Provide the material again, with every line intact and exact.
= Beginning of Section =
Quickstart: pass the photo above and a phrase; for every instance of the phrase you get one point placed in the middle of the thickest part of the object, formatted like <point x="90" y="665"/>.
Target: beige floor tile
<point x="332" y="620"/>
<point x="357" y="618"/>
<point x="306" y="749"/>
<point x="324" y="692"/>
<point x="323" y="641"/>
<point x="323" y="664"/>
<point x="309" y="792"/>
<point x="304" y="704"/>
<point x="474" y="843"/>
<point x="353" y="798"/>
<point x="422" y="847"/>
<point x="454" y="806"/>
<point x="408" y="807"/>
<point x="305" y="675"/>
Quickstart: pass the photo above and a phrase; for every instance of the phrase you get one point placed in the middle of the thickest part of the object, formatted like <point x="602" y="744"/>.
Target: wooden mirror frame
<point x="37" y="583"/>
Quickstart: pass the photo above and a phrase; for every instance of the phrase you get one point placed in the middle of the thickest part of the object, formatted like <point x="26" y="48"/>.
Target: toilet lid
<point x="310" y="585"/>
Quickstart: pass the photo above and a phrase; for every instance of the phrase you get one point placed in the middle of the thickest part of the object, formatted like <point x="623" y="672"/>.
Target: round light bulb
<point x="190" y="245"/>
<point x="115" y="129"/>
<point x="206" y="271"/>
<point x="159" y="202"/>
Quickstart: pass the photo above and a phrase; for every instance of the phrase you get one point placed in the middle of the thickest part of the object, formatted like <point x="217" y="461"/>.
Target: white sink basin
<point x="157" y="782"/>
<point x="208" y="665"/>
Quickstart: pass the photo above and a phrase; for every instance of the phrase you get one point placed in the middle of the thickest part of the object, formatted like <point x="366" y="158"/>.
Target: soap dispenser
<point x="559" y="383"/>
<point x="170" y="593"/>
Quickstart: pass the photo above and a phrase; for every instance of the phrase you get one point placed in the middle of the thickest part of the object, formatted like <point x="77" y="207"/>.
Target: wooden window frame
= End of Section =
TASK SOLUTION
Quickstart: pass the photo above and a phrase; for every instance of the phrase you get one point placed in the middle of the thickest part of the object, formatted like <point x="90" y="665"/>.
Target: beige floor tile
<point x="332" y="620"/>
<point x="357" y="618"/>
<point x="306" y="749"/>
<point x="324" y="692"/>
<point x="323" y="641"/>
<point x="323" y="664"/>
<point x="309" y="792"/>
<point x="304" y="704"/>
<point x="474" y="843"/>
<point x="353" y="798"/>
<point x="422" y="847"/>
<point x="454" y="806"/>
<point x="408" y="807"/>
<point x="305" y="675"/>
Quickstart: pass the photo above and a phrase; for every instance of the phrase you get one point placed in the middle of the thickest part of the object, formatted like <point x="602" y="744"/>.
Target: wooden mirror frame
<point x="37" y="583"/>
Quickstart: pass the photo above and a phrase; for every instance of the phrase you get one point placed in the middle of the thickest part of the object, formatted like <point x="26" y="48"/>.
Target: toilet lid
<point x="310" y="585"/>
Quickstart: pass the photo above and a phrase; for every instance of the phrase you get one point placed in the middle of the thickest part of the object, formatted like <point x="623" y="672"/>.
Target: round light bulb
<point x="190" y="245"/>
<point x="115" y="129"/>
<point x="206" y="271"/>
<point x="159" y="202"/>
Quickstart: pass the photo above and a phrase; for every instance of the phrase you get one point placed in the middle of the thickest part of the object, formatted like <point x="217" y="461"/>.
Target: white sink basin
<point x="157" y="782"/>
<point x="208" y="665"/>
Quickstart: pass the photo above and a phrase; for every instance of the phrase you get one point placed in the middle of the thickest part of the object, formatted like <point x="366" y="158"/>.
Target: soap dispenser
<point x="559" y="383"/>
<point x="170" y="593"/>
Quickstart: pass the photo above and a phrase; for every instance of the phrase you get one point placed in the middle of the thickest part of the object, formatted like <point x="77" y="207"/>.
Target: wooden window frame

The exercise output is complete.